Go through the data underneath and copy every line exactly.

• The data
=====
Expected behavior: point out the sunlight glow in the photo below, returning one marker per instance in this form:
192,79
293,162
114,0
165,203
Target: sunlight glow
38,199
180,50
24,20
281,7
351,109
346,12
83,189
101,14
=====
• Reply
Expected behavior: point out the sunlight glow in the photo below, returning one marker per instance in this form:
192,79
293,162
114,0
165,203
Target: sunlight glow
38,199
180,50
24,20
281,7
351,109
346,12
83,189
101,14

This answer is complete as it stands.